TEXT SHOWN

------

The ubiquitous burqa symbolizes this new militancy. It’s irrelevant that Taliban killers disguise themselves in burqas. But Nicolas Sarkozy’s assault on veils followed a demand by 58 French MPs to outlaw a practice that “breaches individual freedoms”. His speech denouncing burqas as “not a sign of religion” but “a sign of subservience” that was “not welcome” in France pre-empted the findings of a parliamentary commission set up as a result of the efforts of a Communist MP who calls burqas and hijabs “a moving prison”. France’s Algerian-origin housing minister, Fadela Amara, calls the burqa a “tomb”, but the Sylheti Baroness Uddin whose massive “expenses” left people aghast maintains a deafening silence.
Ironically, none of the three Arab queens visiting Europe during the controversy was veiled. Queen Rania of Jordan’s dress almost exposed one shoulder when Brown entertained her and King Abdullah at Downing Street. Riding with Princess Anne while her husband accompanied Queen Elizabeth at Royal Ascot, Princess Haya Bint Al Hussen of Dubai wore a Western dress and hat. Sheikha Mozah Bint Nasser al- Missned of Qatar, Sarkozy’s guest at the Elysée Palace with her Sheikh, also sported a head dress like a fashion accessory to her Western attire.

------

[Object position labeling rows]
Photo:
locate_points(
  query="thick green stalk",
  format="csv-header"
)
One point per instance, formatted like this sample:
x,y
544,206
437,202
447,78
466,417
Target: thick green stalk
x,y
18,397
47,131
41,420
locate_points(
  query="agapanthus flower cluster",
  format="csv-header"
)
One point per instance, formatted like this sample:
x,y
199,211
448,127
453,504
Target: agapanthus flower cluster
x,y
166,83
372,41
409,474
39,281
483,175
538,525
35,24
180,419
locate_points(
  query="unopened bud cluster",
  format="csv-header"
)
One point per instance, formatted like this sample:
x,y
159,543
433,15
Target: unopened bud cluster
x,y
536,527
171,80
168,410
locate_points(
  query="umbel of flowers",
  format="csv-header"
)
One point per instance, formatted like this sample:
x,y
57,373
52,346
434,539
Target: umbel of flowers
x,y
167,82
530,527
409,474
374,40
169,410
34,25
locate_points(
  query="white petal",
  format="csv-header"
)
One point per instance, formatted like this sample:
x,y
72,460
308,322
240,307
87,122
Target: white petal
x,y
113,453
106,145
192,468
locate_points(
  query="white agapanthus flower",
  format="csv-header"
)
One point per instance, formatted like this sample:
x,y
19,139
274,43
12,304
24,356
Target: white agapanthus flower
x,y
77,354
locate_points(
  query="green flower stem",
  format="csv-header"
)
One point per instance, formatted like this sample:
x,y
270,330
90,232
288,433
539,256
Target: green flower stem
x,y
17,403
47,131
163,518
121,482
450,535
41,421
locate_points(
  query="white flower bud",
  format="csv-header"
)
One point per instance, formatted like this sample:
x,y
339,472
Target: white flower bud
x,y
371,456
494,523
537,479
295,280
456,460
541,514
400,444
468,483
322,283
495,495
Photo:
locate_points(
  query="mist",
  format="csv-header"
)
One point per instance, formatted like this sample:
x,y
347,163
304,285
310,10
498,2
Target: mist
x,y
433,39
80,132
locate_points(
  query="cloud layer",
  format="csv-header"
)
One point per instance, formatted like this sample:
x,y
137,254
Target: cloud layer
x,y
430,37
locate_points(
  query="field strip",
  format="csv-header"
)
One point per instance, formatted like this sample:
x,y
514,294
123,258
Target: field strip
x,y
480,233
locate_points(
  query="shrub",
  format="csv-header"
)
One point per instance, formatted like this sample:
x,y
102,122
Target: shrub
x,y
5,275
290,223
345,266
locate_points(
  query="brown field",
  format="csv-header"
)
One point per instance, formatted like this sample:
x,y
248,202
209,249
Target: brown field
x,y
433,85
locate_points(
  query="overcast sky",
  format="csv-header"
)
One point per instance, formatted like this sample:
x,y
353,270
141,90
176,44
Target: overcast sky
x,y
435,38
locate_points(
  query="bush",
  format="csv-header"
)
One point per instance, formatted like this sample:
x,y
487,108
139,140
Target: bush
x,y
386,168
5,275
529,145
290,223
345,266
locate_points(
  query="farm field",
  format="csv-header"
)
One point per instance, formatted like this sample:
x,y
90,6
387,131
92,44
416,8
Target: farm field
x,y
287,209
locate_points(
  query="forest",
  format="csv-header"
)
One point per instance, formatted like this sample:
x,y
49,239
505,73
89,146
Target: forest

------

WHAT YOU WILL DO
Can you write out, word for word, the stretch of the burqa text from "The ubiquitous burqa" through "a deafening silence."?

IN RESPONSE
The ubiquitous burqa symbolizes this new militancy. It’s irrelevant that Taliban killers disguise themselves in burqas. But Nicolas Sarkozy’s assault on veils followed a demand by 58 French MPs to outlaw a practice that “breaches individual freedoms”. His speech denouncing burqas as “not a sign of religion” but “a sign of subservience” that was “not welcome” in France pre-empted the findings of a parliamentary commission set up as a result of the efforts of a Communist MP who calls burqas and hijabs “a moving prison”. France’s Algerian-origin housing minister, Fadela Amara, calls the burqa a “tomb”, but the Sylheti Baroness Uddin whose massive “expenses” left people aghast maintains a deafening silence.